■ **TASK TO COMPLETE**
Return every line below in which "suit" appears.

- - -

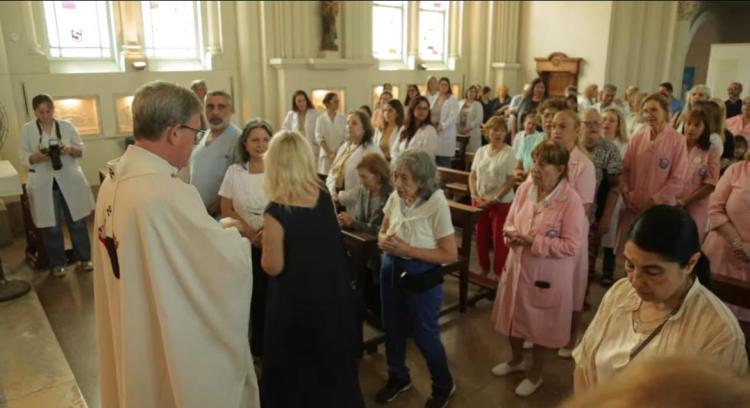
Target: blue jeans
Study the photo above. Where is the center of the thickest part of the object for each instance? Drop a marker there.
(420, 311)
(443, 161)
(54, 241)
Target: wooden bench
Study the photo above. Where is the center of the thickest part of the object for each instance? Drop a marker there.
(733, 291)
(362, 248)
(469, 157)
(456, 182)
(457, 162)
(465, 217)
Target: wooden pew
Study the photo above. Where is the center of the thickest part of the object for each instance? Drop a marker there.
(458, 159)
(456, 182)
(465, 217)
(733, 291)
(469, 160)
(363, 247)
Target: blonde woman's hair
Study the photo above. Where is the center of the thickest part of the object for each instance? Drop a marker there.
(622, 129)
(289, 168)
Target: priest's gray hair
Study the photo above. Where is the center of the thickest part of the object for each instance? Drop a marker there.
(158, 105)
(422, 168)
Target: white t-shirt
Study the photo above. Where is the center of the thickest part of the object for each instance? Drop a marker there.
(246, 192)
(492, 171)
(422, 232)
(425, 139)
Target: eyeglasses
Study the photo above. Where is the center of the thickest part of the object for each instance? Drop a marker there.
(199, 133)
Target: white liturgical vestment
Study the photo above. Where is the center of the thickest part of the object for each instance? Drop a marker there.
(173, 304)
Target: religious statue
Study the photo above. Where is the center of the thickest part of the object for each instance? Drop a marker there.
(330, 9)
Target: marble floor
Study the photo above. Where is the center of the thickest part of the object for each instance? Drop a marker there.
(472, 345)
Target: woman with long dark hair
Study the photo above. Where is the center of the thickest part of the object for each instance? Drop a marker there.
(663, 307)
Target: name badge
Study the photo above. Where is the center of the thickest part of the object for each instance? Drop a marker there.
(664, 163)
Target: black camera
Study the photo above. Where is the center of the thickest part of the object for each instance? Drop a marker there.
(54, 150)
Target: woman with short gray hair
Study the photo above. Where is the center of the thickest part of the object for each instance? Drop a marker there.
(416, 238)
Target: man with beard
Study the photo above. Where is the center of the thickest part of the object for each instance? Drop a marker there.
(213, 155)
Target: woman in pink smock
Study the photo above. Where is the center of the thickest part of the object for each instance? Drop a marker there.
(728, 243)
(655, 166)
(544, 231)
(582, 177)
(703, 169)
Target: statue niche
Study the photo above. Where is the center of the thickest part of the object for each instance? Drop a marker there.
(329, 11)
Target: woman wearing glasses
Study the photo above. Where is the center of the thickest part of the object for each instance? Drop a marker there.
(243, 200)
(57, 188)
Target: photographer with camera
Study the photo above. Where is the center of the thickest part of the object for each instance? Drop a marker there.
(56, 185)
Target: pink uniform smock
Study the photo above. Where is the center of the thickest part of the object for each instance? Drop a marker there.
(535, 293)
(702, 169)
(655, 173)
(730, 202)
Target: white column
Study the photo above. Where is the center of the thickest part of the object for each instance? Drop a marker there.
(35, 47)
(213, 25)
(505, 22)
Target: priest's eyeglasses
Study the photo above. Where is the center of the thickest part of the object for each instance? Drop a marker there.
(199, 133)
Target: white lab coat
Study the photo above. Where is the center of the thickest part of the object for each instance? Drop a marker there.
(348, 196)
(172, 329)
(291, 123)
(474, 123)
(70, 178)
(447, 137)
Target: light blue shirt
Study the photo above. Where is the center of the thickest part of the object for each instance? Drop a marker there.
(209, 163)
(527, 146)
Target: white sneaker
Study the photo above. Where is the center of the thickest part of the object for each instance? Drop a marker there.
(504, 369)
(58, 272)
(565, 352)
(526, 387)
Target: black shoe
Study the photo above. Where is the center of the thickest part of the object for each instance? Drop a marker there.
(440, 400)
(391, 390)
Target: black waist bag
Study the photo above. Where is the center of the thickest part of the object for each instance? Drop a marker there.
(421, 282)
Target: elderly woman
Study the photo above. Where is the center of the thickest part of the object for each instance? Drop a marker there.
(375, 188)
(418, 133)
(547, 111)
(58, 191)
(544, 231)
(330, 132)
(662, 308)
(393, 121)
(608, 165)
(582, 177)
(377, 114)
(310, 351)
(444, 113)
(470, 119)
(697, 93)
(655, 166)
(491, 185)
(417, 238)
(343, 180)
(302, 118)
(702, 169)
(728, 243)
(243, 200)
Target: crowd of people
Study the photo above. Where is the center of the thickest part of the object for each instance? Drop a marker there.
(242, 271)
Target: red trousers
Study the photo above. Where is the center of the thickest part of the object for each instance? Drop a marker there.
(490, 228)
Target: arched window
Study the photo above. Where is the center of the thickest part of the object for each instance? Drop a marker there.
(79, 29)
(172, 29)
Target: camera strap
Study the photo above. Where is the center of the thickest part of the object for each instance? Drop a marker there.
(55, 125)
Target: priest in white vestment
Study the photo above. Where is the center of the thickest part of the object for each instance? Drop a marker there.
(172, 288)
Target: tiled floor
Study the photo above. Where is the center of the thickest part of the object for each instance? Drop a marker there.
(472, 345)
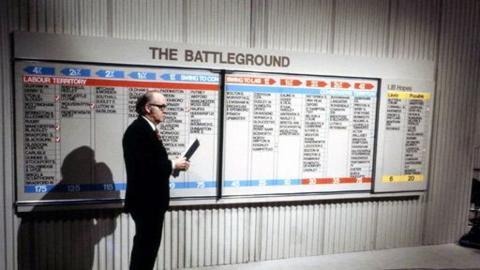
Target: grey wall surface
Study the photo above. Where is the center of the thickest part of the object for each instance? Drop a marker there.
(444, 31)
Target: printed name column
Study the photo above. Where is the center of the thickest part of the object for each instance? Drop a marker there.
(415, 139)
(314, 145)
(264, 131)
(364, 106)
(76, 132)
(238, 139)
(290, 130)
(340, 116)
(395, 129)
(110, 110)
(39, 133)
(203, 126)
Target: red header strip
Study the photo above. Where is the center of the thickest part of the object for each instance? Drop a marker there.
(118, 83)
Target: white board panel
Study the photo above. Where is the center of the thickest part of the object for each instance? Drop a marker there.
(70, 121)
(298, 134)
(405, 122)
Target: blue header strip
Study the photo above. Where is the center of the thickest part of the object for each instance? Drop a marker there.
(40, 70)
(76, 72)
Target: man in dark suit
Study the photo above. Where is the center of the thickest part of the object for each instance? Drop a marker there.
(148, 172)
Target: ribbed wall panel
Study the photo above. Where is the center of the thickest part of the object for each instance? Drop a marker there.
(148, 20)
(414, 27)
(231, 235)
(455, 105)
(444, 31)
(218, 22)
(361, 27)
(298, 25)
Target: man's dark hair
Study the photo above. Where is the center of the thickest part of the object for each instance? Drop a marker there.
(143, 100)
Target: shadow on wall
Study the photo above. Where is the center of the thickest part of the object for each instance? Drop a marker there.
(66, 239)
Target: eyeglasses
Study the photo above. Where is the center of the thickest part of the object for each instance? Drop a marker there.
(161, 107)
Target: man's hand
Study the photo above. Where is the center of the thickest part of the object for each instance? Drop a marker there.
(182, 164)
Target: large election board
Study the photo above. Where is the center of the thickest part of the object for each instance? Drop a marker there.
(70, 121)
(298, 134)
(404, 135)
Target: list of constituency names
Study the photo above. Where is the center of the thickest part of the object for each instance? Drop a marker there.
(284, 132)
(73, 119)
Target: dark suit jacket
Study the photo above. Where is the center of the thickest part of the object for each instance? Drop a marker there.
(148, 169)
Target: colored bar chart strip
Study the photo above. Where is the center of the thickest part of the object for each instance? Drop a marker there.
(297, 182)
(402, 178)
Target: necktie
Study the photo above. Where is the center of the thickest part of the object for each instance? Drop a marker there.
(157, 133)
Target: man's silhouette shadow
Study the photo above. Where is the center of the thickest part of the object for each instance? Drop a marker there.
(66, 239)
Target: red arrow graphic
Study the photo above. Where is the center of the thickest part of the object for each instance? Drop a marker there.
(366, 86)
(290, 82)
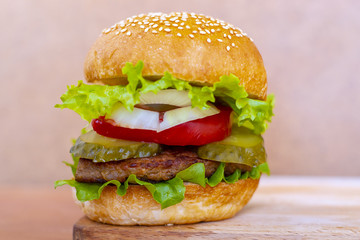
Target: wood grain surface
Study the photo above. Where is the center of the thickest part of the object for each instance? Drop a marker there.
(282, 208)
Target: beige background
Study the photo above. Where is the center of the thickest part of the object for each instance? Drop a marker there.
(310, 48)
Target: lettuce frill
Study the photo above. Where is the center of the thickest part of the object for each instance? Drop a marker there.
(92, 101)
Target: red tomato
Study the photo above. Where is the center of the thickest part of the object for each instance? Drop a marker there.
(197, 132)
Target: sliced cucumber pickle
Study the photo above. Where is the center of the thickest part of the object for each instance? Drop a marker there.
(241, 146)
(104, 149)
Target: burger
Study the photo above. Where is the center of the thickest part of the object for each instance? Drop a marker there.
(176, 105)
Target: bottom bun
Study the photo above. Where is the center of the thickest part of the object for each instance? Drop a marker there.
(138, 207)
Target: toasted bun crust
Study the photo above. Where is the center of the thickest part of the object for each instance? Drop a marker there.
(192, 47)
(138, 207)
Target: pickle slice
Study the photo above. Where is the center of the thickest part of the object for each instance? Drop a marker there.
(241, 146)
(104, 149)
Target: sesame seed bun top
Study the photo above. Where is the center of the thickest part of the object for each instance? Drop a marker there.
(192, 47)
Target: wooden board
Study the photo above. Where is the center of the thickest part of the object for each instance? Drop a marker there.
(282, 208)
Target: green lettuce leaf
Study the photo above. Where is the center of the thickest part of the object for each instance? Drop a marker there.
(92, 101)
(169, 192)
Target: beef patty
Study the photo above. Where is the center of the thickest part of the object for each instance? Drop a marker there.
(158, 168)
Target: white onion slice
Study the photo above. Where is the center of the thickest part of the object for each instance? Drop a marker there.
(138, 118)
(168, 96)
(150, 120)
(185, 114)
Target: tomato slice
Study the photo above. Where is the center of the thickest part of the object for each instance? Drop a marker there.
(197, 132)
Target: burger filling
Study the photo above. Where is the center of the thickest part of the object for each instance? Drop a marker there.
(161, 133)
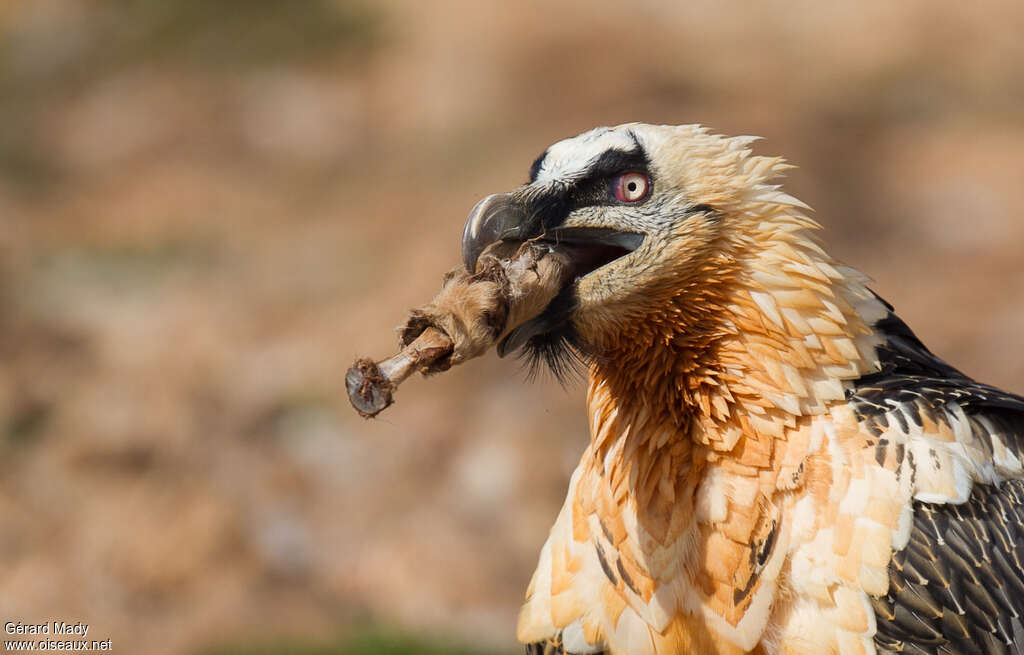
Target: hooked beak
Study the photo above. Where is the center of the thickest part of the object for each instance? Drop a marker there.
(495, 218)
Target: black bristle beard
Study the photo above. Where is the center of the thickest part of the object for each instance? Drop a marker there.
(557, 352)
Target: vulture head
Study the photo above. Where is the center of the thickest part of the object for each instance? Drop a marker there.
(659, 222)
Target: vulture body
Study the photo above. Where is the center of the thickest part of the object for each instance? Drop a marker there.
(776, 464)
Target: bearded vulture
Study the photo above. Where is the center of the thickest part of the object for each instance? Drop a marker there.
(776, 463)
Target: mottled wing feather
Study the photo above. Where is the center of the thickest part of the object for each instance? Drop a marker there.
(957, 587)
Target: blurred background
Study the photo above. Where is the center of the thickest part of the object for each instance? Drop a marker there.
(209, 209)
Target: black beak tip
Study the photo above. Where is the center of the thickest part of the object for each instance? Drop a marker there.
(494, 218)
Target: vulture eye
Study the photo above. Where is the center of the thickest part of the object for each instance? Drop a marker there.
(631, 187)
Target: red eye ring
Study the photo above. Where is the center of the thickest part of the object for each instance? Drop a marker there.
(631, 187)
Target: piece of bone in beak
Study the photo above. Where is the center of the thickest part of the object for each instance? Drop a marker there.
(371, 385)
(513, 282)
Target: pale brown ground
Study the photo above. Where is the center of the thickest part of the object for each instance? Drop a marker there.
(195, 247)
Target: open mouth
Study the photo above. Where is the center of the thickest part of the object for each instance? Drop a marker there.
(592, 248)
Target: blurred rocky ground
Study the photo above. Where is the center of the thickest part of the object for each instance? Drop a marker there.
(209, 209)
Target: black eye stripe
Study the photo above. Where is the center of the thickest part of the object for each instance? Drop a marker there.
(551, 206)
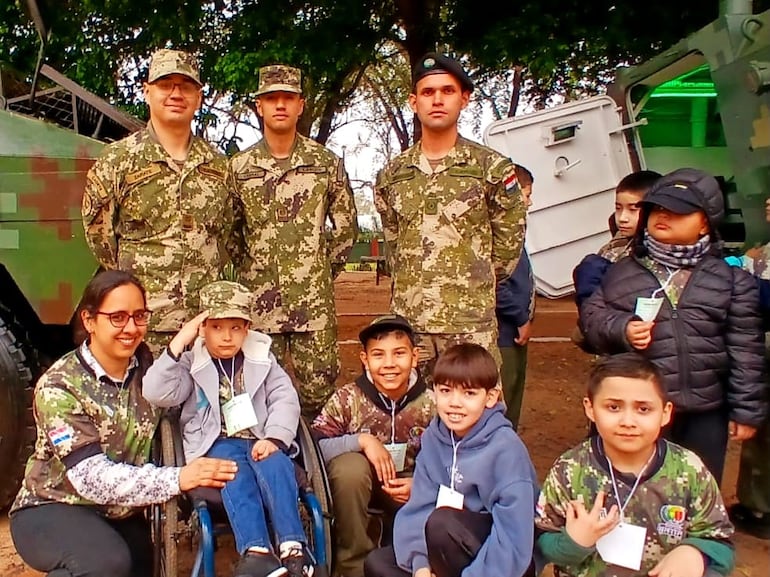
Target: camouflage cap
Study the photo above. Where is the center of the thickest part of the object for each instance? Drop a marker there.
(279, 78)
(166, 61)
(435, 63)
(226, 300)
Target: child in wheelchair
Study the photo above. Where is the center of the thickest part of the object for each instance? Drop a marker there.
(237, 403)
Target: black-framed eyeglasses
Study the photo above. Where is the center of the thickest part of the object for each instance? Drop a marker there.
(119, 319)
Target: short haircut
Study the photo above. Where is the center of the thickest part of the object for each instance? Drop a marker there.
(385, 331)
(523, 175)
(630, 366)
(639, 181)
(467, 365)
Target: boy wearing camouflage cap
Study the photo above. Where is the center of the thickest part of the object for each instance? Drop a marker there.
(158, 203)
(237, 401)
(300, 224)
(626, 501)
(369, 432)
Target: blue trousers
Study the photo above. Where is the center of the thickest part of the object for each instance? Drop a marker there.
(261, 490)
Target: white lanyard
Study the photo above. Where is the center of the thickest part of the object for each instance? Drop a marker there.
(453, 471)
(636, 483)
(232, 375)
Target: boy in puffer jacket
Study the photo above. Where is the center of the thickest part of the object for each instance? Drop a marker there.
(678, 303)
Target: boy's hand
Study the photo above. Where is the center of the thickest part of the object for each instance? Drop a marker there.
(586, 527)
(206, 472)
(262, 449)
(398, 489)
(739, 432)
(378, 456)
(682, 561)
(187, 334)
(639, 334)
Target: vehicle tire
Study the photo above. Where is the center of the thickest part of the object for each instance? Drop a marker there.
(18, 369)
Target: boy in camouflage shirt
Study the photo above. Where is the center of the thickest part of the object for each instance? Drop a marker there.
(627, 502)
(369, 432)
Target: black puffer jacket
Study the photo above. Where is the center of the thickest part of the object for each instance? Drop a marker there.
(710, 348)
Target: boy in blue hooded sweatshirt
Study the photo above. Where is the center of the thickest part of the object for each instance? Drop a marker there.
(474, 490)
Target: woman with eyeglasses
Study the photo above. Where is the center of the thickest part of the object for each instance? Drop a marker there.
(80, 508)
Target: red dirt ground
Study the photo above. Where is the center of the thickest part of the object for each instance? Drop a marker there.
(552, 418)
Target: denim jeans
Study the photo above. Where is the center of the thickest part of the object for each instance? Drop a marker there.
(259, 488)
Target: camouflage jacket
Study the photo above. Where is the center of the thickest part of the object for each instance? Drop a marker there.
(171, 227)
(299, 224)
(677, 501)
(450, 234)
(78, 415)
(360, 408)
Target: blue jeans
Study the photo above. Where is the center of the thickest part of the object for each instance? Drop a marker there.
(259, 486)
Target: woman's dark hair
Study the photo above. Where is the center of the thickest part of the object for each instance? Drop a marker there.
(628, 365)
(467, 365)
(97, 290)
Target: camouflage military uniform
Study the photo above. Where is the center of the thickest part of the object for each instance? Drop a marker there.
(291, 255)
(73, 409)
(358, 408)
(677, 501)
(451, 233)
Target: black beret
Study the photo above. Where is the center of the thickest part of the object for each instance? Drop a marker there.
(434, 63)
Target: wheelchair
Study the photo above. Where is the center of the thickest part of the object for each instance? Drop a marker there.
(200, 514)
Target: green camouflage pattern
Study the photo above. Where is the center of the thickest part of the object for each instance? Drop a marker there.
(290, 252)
(450, 235)
(226, 300)
(42, 175)
(315, 362)
(169, 226)
(281, 78)
(74, 409)
(165, 62)
(350, 412)
(680, 500)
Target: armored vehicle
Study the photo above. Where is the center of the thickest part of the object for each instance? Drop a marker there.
(51, 130)
(703, 103)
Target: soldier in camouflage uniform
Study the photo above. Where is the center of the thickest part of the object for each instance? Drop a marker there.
(388, 406)
(159, 202)
(88, 479)
(300, 224)
(628, 473)
(453, 219)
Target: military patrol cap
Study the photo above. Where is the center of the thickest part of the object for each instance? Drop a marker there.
(386, 323)
(166, 61)
(434, 63)
(279, 78)
(226, 300)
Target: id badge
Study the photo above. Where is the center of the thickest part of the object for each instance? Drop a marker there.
(623, 546)
(449, 498)
(398, 454)
(647, 308)
(239, 414)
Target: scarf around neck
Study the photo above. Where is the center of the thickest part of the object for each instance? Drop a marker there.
(677, 255)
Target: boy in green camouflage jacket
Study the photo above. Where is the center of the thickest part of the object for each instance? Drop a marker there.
(626, 502)
(369, 432)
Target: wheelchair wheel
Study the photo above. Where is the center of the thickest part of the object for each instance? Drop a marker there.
(319, 483)
(165, 516)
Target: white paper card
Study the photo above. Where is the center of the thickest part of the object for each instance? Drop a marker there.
(239, 414)
(398, 454)
(623, 546)
(449, 498)
(647, 308)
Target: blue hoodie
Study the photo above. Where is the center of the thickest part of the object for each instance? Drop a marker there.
(494, 474)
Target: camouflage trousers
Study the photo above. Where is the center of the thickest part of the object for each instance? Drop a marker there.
(433, 344)
(314, 360)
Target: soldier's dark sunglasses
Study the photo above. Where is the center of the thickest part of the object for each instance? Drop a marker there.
(119, 319)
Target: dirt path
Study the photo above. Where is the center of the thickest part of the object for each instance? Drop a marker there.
(552, 418)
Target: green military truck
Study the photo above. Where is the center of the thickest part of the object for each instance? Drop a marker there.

- - -

■ **RESPONSE**
Target: man in dark suit
Target: dark suit jacket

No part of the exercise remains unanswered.